§ Data section
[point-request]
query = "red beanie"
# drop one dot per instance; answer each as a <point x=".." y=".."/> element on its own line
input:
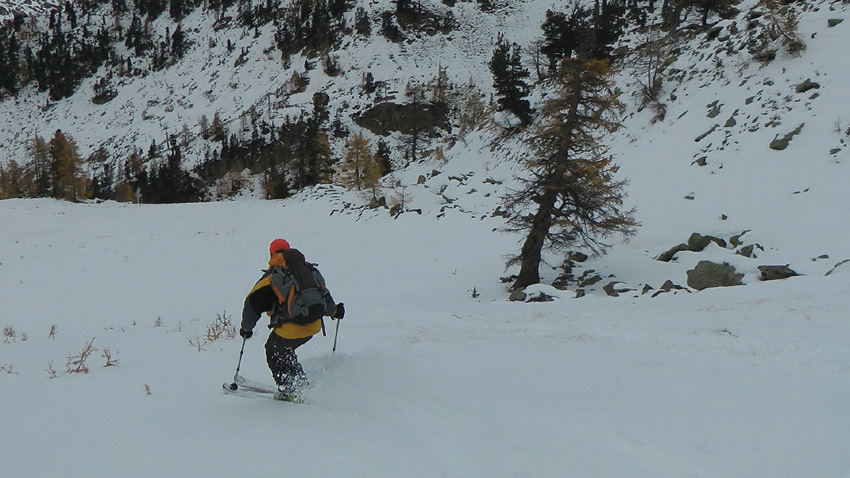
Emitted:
<point x="278" y="245"/>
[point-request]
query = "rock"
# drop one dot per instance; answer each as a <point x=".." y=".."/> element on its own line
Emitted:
<point x="708" y="274"/>
<point x="667" y="286"/>
<point x="577" y="257"/>
<point x="517" y="295"/>
<point x="698" y="242"/>
<point x="736" y="239"/>
<point x="846" y="261"/>
<point x="669" y="255"/>
<point x="776" y="272"/>
<point x="593" y="279"/>
<point x="779" y="144"/>
<point x="747" y="251"/>
<point x="806" y="86"/>
<point x="612" y="292"/>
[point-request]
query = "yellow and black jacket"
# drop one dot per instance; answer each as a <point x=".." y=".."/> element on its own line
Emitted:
<point x="271" y="294"/>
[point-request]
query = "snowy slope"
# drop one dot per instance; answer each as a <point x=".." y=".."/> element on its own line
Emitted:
<point x="428" y="380"/>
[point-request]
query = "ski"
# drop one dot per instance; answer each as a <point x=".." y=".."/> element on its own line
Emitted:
<point x="251" y="389"/>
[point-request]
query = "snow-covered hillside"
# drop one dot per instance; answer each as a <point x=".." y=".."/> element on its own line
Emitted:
<point x="436" y="372"/>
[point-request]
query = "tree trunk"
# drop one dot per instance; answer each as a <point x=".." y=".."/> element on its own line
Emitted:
<point x="531" y="254"/>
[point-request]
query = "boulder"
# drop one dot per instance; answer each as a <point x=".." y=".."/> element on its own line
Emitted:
<point x="697" y="242"/>
<point x="708" y="274"/>
<point x="669" y="255"/>
<point x="776" y="272"/>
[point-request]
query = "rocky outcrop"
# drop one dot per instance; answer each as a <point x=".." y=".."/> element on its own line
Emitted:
<point x="708" y="274"/>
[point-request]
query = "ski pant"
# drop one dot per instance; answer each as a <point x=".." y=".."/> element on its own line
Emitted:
<point x="283" y="363"/>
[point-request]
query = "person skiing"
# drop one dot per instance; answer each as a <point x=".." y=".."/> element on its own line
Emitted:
<point x="293" y="293"/>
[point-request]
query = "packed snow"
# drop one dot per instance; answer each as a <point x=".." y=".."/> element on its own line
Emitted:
<point x="436" y="372"/>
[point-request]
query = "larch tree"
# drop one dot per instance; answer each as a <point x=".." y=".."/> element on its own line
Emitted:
<point x="69" y="181"/>
<point x="578" y="201"/>
<point x="361" y="169"/>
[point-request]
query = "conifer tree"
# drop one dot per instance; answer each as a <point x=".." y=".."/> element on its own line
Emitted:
<point x="509" y="80"/>
<point x="39" y="165"/>
<point x="577" y="199"/>
<point x="362" y="168"/>
<point x="14" y="181"/>
<point x="68" y="179"/>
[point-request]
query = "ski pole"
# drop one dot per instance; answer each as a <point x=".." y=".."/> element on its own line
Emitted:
<point x="336" y="333"/>
<point x="234" y="385"/>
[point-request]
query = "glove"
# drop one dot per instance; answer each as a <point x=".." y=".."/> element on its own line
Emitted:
<point x="340" y="311"/>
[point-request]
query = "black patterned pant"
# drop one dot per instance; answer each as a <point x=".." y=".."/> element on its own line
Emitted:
<point x="283" y="363"/>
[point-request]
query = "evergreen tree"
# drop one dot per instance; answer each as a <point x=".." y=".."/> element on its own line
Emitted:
<point x="10" y="69"/>
<point x="384" y="156"/>
<point x="14" y="181"/>
<point x="578" y="200"/>
<point x="39" y="165"/>
<point x="509" y="80"/>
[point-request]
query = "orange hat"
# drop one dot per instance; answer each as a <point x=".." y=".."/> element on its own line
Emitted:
<point x="278" y="245"/>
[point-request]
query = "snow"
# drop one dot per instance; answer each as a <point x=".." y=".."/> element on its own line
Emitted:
<point x="436" y="373"/>
<point x="426" y="380"/>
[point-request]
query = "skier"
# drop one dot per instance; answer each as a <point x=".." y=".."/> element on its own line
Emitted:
<point x="294" y="295"/>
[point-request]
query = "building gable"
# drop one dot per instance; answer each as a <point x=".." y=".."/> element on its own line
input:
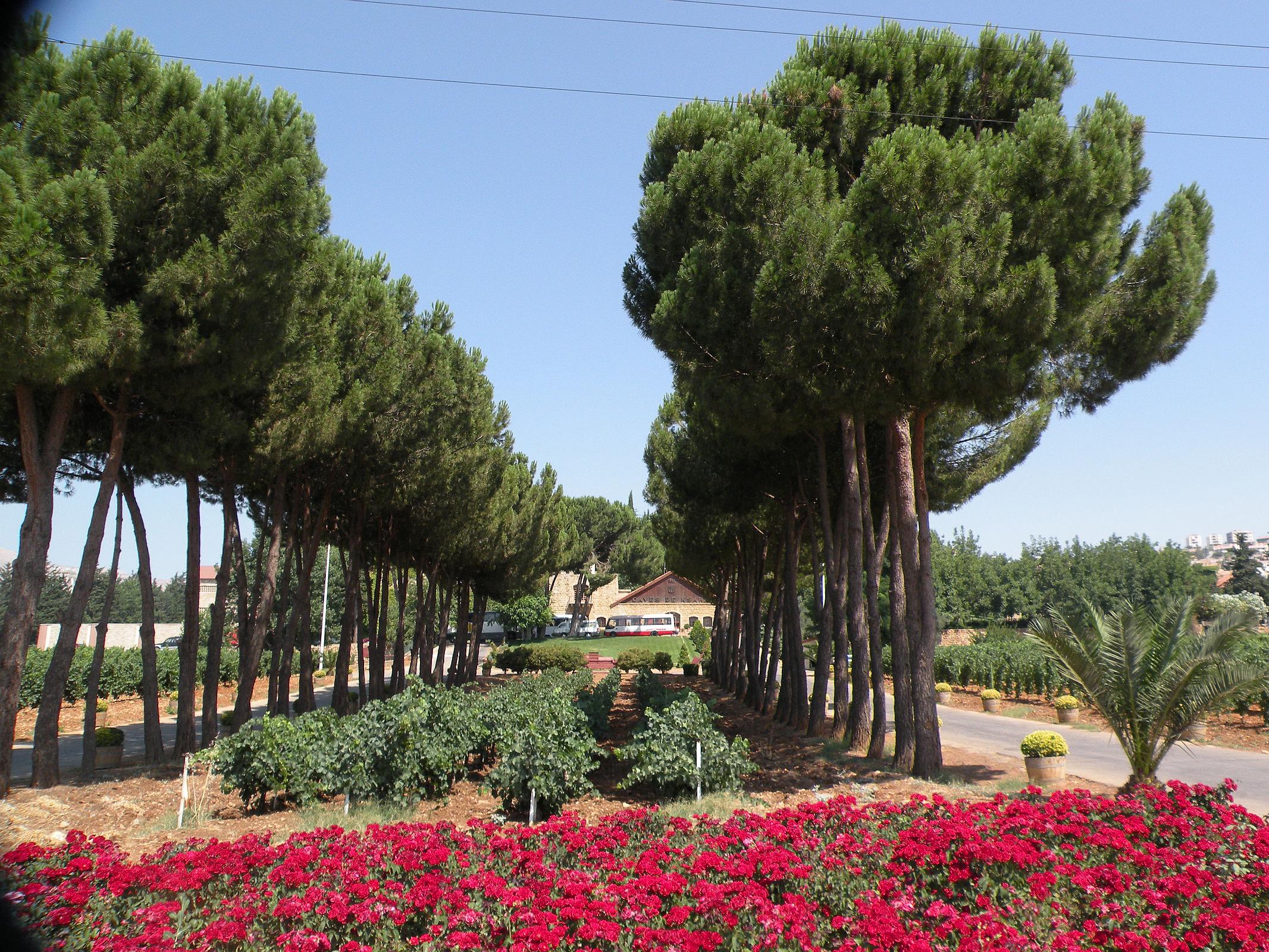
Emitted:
<point x="666" y="588"/>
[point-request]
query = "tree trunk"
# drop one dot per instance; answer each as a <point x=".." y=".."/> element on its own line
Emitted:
<point x="268" y="584"/>
<point x="403" y="591"/>
<point x="151" y="728"/>
<point x="903" y="573"/>
<point x="875" y="551"/>
<point x="929" y="744"/>
<point x="461" y="634"/>
<point x="817" y="718"/>
<point x="187" y="740"/>
<point x="438" y="669"/>
<point x="795" y="659"/>
<point x="40" y="458"/>
<point x="348" y="626"/>
<point x="220" y="610"/>
<point x="421" y="646"/>
<point x="857" y="722"/>
<point x="282" y="620"/>
<point x="88" y="762"/>
<point x="480" y="601"/>
<point x="45" y="766"/>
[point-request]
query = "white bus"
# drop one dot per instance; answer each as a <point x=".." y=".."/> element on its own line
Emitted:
<point x="636" y="625"/>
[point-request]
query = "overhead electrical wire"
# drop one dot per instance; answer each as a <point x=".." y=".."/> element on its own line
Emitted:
<point x="735" y="4"/>
<point x="584" y="90"/>
<point x="630" y="22"/>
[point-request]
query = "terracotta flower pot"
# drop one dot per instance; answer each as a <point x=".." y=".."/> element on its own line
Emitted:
<point x="1046" y="769"/>
<point x="1196" y="731"/>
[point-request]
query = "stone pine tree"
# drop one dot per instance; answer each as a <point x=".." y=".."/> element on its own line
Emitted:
<point x="56" y="235"/>
<point x="974" y="250"/>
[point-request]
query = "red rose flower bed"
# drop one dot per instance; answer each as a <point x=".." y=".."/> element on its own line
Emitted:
<point x="1170" y="870"/>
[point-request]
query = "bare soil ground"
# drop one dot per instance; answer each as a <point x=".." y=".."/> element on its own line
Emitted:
<point x="137" y="806"/>
<point x="129" y="710"/>
<point x="1227" y="730"/>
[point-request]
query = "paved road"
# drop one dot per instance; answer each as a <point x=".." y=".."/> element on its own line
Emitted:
<point x="1096" y="756"/>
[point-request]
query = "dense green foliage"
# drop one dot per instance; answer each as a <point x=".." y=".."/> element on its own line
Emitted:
<point x="635" y="659"/>
<point x="538" y="658"/>
<point x="663" y="752"/>
<point x="541" y="740"/>
<point x="1150" y="673"/>
<point x="121" y="672"/>
<point x="975" y="588"/>
<point x="1045" y="744"/>
<point x="411" y="747"/>
<point x="597" y="703"/>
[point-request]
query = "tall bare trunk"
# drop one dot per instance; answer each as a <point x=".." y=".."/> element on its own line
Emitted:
<point x="41" y="452"/>
<point x="220" y="610"/>
<point x="875" y="551"/>
<point x="929" y="744"/>
<point x="88" y="762"/>
<point x="348" y="626"/>
<point x="904" y="572"/>
<point x="438" y="669"/>
<point x="857" y="720"/>
<point x="253" y="646"/>
<point x="151" y="728"/>
<point x="45" y="767"/>
<point x="795" y="710"/>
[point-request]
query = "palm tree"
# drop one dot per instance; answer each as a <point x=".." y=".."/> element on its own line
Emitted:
<point x="1151" y="674"/>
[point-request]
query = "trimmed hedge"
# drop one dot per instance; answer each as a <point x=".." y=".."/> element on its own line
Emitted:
<point x="121" y="672"/>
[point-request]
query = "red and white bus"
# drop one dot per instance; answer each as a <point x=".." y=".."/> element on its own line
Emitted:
<point x="630" y="625"/>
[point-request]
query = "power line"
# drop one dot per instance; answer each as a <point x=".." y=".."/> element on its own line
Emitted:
<point x="583" y="90"/>
<point x="964" y="23"/>
<point x="628" y="22"/>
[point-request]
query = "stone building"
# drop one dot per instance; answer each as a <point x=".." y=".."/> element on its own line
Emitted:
<point x="665" y="594"/>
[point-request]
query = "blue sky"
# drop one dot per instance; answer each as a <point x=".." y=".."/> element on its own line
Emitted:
<point x="516" y="207"/>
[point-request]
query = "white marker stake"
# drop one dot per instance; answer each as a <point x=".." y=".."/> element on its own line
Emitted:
<point x="698" y="771"/>
<point x="184" y="794"/>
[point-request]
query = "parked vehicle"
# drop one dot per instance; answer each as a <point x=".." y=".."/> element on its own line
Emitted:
<point x="491" y="631"/>
<point x="636" y="625"/>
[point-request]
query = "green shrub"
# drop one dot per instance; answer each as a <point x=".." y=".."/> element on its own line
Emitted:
<point x="561" y="658"/>
<point x="512" y="658"/>
<point x="542" y="743"/>
<point x="664" y="750"/>
<point x="635" y="658"/>
<point x="411" y="747"/>
<point x="597" y="703"/>
<point x="1044" y="744"/>
<point x="109" y="737"/>
<point x="121" y="673"/>
<point x="700" y="638"/>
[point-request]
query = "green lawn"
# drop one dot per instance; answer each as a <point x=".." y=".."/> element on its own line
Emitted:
<point x="611" y="648"/>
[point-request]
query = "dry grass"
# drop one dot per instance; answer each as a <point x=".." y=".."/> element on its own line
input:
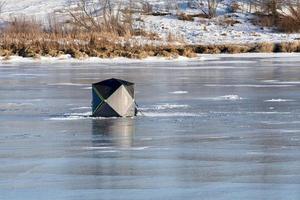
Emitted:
<point x="185" y="17"/>
<point x="27" y="38"/>
<point x="290" y="22"/>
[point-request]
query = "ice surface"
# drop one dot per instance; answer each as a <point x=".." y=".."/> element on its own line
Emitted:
<point x="181" y="146"/>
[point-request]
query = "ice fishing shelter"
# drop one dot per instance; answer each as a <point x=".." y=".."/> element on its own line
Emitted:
<point x="113" y="98"/>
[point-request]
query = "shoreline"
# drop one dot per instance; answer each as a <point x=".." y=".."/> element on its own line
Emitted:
<point x="121" y="60"/>
<point x="110" y="50"/>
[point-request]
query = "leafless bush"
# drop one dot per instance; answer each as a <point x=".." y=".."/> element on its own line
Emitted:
<point x="290" y="21"/>
<point x="2" y="5"/>
<point x="23" y="25"/>
<point x="234" y="7"/>
<point x="147" y="8"/>
<point x="185" y="17"/>
<point x="103" y="16"/>
<point x="208" y="7"/>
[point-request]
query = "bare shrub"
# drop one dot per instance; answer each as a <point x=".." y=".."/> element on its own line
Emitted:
<point x="208" y="7"/>
<point x="185" y="17"/>
<point x="234" y="7"/>
<point x="147" y="8"/>
<point x="264" y="20"/>
<point x="23" y="25"/>
<point x="290" y="22"/>
<point x="2" y="5"/>
<point x="103" y="16"/>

§ Set task
Collect every line in the records that contains the string "bare". Case counts: a line qualifies only if the capitalization matches.

§ Reply to the exercise
query = "bare soil ground"
query = "tall bare trunk"
query = "bare shrub"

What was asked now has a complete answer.